**WHAT IS REQUIRED:** Print the data that follows exactly.

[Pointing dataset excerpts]
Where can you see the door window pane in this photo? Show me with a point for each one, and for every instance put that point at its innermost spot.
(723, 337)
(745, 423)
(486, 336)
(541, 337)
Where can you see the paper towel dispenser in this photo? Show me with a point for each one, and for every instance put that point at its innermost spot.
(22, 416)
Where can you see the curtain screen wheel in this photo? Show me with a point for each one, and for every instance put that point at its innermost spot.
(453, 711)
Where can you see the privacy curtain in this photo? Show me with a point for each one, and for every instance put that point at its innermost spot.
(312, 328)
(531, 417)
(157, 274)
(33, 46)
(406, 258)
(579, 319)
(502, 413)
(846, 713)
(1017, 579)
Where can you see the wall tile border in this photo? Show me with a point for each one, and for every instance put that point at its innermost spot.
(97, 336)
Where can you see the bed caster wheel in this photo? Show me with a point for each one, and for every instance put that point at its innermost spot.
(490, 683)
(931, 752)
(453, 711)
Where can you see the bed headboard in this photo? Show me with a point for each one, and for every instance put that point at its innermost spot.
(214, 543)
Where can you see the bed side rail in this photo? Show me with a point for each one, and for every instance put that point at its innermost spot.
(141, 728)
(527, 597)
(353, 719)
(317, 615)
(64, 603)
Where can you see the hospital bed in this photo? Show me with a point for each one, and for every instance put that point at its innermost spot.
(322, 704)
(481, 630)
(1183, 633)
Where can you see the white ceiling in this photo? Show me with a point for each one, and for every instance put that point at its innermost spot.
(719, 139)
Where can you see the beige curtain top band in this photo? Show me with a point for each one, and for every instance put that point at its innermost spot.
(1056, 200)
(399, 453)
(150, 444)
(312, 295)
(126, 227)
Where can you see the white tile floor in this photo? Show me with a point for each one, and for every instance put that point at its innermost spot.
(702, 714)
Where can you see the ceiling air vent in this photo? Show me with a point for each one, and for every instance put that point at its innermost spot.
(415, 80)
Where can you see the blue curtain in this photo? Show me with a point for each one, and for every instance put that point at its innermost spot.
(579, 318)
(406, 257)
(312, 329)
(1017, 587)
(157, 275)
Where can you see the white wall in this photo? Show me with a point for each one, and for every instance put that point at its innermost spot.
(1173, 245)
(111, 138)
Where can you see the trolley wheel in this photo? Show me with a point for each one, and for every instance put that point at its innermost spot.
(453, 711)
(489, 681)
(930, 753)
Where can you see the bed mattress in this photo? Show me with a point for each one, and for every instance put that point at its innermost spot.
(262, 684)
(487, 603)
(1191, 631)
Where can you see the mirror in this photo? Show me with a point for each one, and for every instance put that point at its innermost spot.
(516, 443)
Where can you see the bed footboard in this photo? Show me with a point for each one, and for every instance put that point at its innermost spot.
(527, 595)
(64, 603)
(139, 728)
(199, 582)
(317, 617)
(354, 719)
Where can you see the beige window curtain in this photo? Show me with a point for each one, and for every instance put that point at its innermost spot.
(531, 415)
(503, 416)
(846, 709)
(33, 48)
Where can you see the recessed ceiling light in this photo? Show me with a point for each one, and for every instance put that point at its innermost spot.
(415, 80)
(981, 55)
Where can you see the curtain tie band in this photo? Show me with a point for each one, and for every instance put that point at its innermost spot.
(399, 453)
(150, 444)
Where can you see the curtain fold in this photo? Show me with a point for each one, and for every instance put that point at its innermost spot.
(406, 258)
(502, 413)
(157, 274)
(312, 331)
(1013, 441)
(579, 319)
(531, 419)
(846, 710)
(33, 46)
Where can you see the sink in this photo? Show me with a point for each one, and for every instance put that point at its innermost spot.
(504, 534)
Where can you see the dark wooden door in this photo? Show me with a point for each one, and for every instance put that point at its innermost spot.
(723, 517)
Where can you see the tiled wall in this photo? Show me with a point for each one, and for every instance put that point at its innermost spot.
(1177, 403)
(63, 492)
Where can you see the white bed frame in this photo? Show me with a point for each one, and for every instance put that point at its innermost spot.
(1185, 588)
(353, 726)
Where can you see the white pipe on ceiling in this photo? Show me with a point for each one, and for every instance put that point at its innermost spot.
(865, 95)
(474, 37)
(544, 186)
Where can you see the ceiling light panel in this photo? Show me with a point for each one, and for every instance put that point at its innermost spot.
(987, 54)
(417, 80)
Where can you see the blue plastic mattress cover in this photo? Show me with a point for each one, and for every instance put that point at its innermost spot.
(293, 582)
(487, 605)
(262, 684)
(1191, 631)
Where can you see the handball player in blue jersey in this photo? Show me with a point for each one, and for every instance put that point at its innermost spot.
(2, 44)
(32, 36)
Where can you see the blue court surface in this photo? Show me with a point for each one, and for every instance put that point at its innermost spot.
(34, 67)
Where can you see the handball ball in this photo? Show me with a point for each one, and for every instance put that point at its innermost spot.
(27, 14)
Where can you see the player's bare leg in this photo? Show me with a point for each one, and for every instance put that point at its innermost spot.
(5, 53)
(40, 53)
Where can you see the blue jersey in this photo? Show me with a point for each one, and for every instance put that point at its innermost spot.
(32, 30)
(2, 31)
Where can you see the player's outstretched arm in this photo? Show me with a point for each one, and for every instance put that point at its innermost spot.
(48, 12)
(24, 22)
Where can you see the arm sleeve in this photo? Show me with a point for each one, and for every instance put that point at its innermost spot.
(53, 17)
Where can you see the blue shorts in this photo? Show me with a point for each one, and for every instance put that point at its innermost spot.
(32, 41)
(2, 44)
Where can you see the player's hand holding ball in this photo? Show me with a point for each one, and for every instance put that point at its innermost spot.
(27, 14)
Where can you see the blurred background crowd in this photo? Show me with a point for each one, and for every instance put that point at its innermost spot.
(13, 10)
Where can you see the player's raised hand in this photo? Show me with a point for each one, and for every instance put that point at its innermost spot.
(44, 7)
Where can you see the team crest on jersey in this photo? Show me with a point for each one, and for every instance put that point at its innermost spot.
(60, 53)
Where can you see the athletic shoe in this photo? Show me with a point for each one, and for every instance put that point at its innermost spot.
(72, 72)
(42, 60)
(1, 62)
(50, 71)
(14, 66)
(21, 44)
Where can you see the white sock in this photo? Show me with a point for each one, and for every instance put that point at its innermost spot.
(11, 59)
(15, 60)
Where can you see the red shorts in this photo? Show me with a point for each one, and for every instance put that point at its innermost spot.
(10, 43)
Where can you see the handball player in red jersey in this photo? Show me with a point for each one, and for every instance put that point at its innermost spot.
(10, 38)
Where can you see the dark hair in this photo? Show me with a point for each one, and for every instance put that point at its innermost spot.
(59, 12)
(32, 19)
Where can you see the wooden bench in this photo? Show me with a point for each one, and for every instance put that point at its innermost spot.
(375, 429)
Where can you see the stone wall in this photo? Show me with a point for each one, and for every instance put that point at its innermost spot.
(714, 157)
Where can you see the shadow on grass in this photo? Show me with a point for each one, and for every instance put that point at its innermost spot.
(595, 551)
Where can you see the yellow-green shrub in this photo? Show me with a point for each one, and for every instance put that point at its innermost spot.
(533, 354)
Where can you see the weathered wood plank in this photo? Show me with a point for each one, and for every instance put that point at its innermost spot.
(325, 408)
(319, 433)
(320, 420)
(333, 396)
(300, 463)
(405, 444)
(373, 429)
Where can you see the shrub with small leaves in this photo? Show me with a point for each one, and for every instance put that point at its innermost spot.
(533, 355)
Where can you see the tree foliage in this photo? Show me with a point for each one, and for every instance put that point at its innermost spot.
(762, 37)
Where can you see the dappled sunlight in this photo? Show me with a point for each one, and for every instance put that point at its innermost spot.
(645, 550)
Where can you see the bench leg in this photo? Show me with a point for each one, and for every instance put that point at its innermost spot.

**FULL ANSWER:**
Where can you see the door window pane in this photo? Show me with a point for each one, and for every instance put that point at its innermost spot.
(723, 337)
(745, 423)
(486, 336)
(541, 337)
Where can you see the paper towel dispenser in this photo? Show me with a point for each one, and for every instance put that point at its innermost spot.
(22, 416)
Where can you see the curtain screen wheel in this photo? Show me with a point for each one, and for every instance put that point at its innermost spot.
(453, 711)
Where can you see the privacy curtain in this photo? Show me with a point for each one, and for every instance put that point at its innermost spot.
(312, 328)
(531, 417)
(157, 274)
(33, 46)
(406, 258)
(579, 319)
(502, 413)
(846, 713)
(1017, 579)
Where can you see the wall tile border in this photo? Show me with a point for each one, and for every instance put that point at its innermost spot.
(97, 336)
Where can you see the bed caster wheel in this photo? Show me with a point for each one, and for every instance put that point at its innermost spot.
(490, 683)
(931, 752)
(453, 711)
Where can you see the bed headboard in this photo? Show me with a point for each one, and for every instance put that point at its innermost spot.
(214, 543)
Where can you see the bed side rail in this photo? Show me with a point for each one, and for every instance put that point at its innermost spot.
(141, 728)
(527, 597)
(353, 719)
(317, 615)
(64, 603)
Where can you see the hospital bed in this photo? Show me with a point for each one, and for every instance put that point at its innermost spot.
(322, 704)
(481, 630)
(1183, 633)
Where can you see the white ceiling in this photo? Show me with a point for each one, and for every instance put that point at its innermost spot.
(719, 139)
Where can you see the beige curtain top band in this photo? Show me with a point for each one, and for every instance put that point at its innermost spot.
(1056, 200)
(399, 453)
(150, 444)
(312, 295)
(126, 227)
Where can you see the white tile floor in this photo? Show me with a point for each one, and for every instance put that point at its innermost spot.
(702, 714)
Where can you see the ceiling air vent in this photo? Show me with a point for each one, and for every instance put that point at its innermost spot.
(415, 80)
Where can you see the blue curtain in this photo? Show me with a point for each one, and for every instance put that point at its innermost spot.
(579, 318)
(406, 257)
(312, 329)
(1017, 587)
(157, 275)
Where can you see the white wall in this photo? Show me with a point for each one, and for every instance put that point at its innermost spot.
(1173, 245)
(111, 138)
Where can you see the trolley wheel in this photo? Show me with a point for each one, and for every instance put that point at its innermost spot.
(453, 711)
(489, 681)
(930, 753)
Where can you see the bed mattress in this photo? Show me with a point for each one, and for every instance put that point at its innermost spot.
(262, 684)
(487, 603)
(1191, 631)
Where can you see the mirror in this photo? Show me with a point for each one, and for every instance put that point at its innermost spot.
(516, 443)
Where can you see the bed footboard in this photo? Show me with a point for each one, and for every instance put that point at its innermost spot.
(527, 595)
(64, 603)
(139, 728)
(199, 582)
(317, 617)
(354, 719)
Where can you see the beige window curtain in this photo? Show me with a point for each one, and for every instance put that point at its innermost spot.
(531, 415)
(503, 416)
(846, 709)
(33, 48)
Where can you see the recessed ceiling light in this photo? Show me with a point for each one, and for every instance put that point at its innermost spot.
(415, 80)
(981, 55)
Where can you see the curtain tie band in this photo? Show me with a point for each one, and for every instance put that point at its innermost spot.
(399, 453)
(150, 444)
Where can you see the curtain fold in this photo? Show me with a point for each one, and for every instance put that point at its innermost spot.
(406, 258)
(502, 413)
(157, 274)
(312, 331)
(1013, 441)
(579, 319)
(531, 419)
(846, 710)
(33, 46)
Where can you see the sink in this photo? Show me with a point for each one, and for every instance put that point at its innermost spot.
(504, 534)
Where can you see the dark wooden door in this photo? Show me with a point for each one, and for every instance put that point at its innermost spot.
(723, 517)
Where can you see the tiled wall in this photo? Show me with a point for each one, and for every instance put that point at its innermost spot.
(1177, 403)
(63, 492)
Where can you see the white bed frame in this photo? Show me with a point for each one, and for every instance put that point at its innermost spot.
(1185, 588)
(353, 726)
Where can you see the white pipe on ceiling in this photo? Show me with a point for each one, and for every instance put that point at its innermost spot.
(865, 95)
(474, 37)
(544, 186)
Where can you see the ceiling light panel in this photo? Show me with a point for each one, and for every instance put that point at its innermost spot.
(987, 54)
(417, 80)
Where can you see the blue plastic mattress cover in this photo? Show me with a point for each one, and for every instance put that point at its innermost spot.
(293, 582)
(487, 605)
(262, 684)
(1191, 631)
Where can you see the handball player in blue jersey in this photo? Show me with a point for each one, and for every instance put that point at its innermost spot.
(2, 44)
(32, 36)
Where can you see the blue court surface in this photo? Show me with a point for each one, and for every instance put that point at its innermost spot.
(34, 67)
Where can you see the handball ball in this photo? Show me with a point for each one, and for every instance put that point at its innermost spot.
(27, 14)
Where can you see the player's bare leg in this photo? Show me with a point for each one, and for every instance put that point at its innermost spot.
(5, 53)
(40, 53)
Where can you see the blue jersey in this photo? Show me with a point for each one, and for every instance put that point at its innermost spot.
(32, 30)
(2, 31)
Where can you see the player's outstretched arm in this photo? Show me with a point for each one, and for every instance put that point at its innermost spot.
(48, 12)
(24, 22)
Where can you see the arm sleeve in this photo? Show me with a point for each one, and for every instance put that point at its innermost spot.
(53, 17)
Where can you see the blue shorts in this photo? Show me with a point for each one, and for every instance put that point at its innermost spot.
(32, 41)
(2, 44)
Where can you see the player's hand holding ball in this photo? Show me with a point for each one, and for every instance put that point at its innermost spot.
(27, 14)
Where can you see the blurred background crowd in this photo? Show me with a point for each one, and for every instance put that point at its innermost spot.
(13, 10)
Where can you see the player's raised hand in this photo? Show me with a point for each one, and for every instance put that point at its innermost spot.
(44, 7)
Where can you see the team crest on jersey in this photo? Show me with a point for each one, and for every instance put that point at its innermost spot.
(60, 53)
Where can you see the athletic shoe in this photo? Show me with a point for each one, and for every instance put that point at its innermost spot.
(72, 72)
(42, 60)
(1, 62)
(50, 71)
(14, 66)
(21, 44)
Where can you see the white sock in this photo? Show me with a point for each one, and for every instance put that point at its innermost spot.
(11, 59)
(15, 60)
Where can you see the red shorts in this photo? Show me with a point for each one, and for every instance put that point at its innermost spot.
(10, 43)
Where can you see the handball player in red jersey in this photo? Show me with a point for each one, and for every instance put that point at its innermost spot.
(10, 38)
Where can you see the dark hair in this photo? Show me with a point for each one, and for every instance put that point at its innermost spot.
(59, 12)
(32, 19)
Where can you see the wooden bench in this photo? Show me with a point for each one, and for every instance put that point at its innermost spot.
(375, 429)
Where can you see the stone wall in this photo? Show me with a point for each one, and for every instance put that point at its innermost spot.
(714, 157)
Where can you see the shadow on grass in this photo? Show me with a point for each one, and for every instance put that point at its innermost spot.
(595, 551)
Where can you see the yellow-green shrub in this photo? Show me with a point for each one, and for every instance put that point at its innermost spot.
(533, 354)
Where can you see the weathered wood plank in this photo? Show me with a point for each one, and for every instance put that point at its innermost spot.
(325, 408)
(319, 433)
(320, 420)
(333, 396)
(300, 463)
(405, 444)
(373, 429)
Where can you see the shrub with small leaves in this photo? Show me with a point for each one, and for every instance put that point at its innermost spot.
(533, 355)
Where can you see the tree foliage in this photo? Show me with a point for each one, and for every instance put that point at its innermost spot.
(762, 37)
Where can you see the dappled sunlight in this photo? Show me with a point for each one, and for every instance put that point at its innermost spot.
(645, 550)
Where can you see the bench leg in this photo? Show me with a point for each one, and for every instance put that point at its innermost spot.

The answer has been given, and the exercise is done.